■ **TUJUAN**
Tuliskan kembali tanpa perubahan baris-baris entri mulai dari baris yang memuat "Each instance of the white" sampai akhir entri, termasuk kedua ujungnya.

■ **DATA TERSIMPAN**
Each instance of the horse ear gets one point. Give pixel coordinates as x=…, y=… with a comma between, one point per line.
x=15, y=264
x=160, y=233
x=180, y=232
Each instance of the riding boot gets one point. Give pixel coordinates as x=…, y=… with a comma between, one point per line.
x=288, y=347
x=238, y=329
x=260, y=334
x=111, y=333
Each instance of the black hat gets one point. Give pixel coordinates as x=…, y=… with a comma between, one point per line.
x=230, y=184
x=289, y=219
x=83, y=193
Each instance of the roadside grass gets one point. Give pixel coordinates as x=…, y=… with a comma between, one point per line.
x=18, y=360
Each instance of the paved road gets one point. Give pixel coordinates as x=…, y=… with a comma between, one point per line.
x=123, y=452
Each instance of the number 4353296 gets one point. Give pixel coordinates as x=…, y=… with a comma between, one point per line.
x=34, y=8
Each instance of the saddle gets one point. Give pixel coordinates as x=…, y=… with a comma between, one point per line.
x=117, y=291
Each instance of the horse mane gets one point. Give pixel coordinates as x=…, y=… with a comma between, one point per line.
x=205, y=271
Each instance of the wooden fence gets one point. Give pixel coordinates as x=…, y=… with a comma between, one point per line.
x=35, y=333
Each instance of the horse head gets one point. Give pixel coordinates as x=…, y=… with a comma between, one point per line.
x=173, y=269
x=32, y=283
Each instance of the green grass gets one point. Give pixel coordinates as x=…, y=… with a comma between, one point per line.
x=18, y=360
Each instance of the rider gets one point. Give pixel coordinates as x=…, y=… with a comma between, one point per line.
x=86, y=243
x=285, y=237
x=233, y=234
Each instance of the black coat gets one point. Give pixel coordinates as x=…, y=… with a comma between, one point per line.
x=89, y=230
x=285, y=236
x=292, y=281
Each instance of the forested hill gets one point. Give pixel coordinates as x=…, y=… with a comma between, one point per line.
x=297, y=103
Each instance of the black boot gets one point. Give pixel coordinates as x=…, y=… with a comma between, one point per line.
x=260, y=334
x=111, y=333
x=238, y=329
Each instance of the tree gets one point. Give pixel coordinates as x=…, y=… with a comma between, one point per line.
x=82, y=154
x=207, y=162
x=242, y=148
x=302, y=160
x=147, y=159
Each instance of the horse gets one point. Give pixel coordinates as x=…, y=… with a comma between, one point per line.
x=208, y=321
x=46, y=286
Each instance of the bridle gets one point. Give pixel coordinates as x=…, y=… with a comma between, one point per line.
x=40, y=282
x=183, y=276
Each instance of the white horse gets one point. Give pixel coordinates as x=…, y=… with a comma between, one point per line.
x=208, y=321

■ **JAWABAN BERIKUT**
Each instance of the white horse gets one point. Give pixel coordinates as x=…, y=… with a comma between, one point per line.
x=208, y=321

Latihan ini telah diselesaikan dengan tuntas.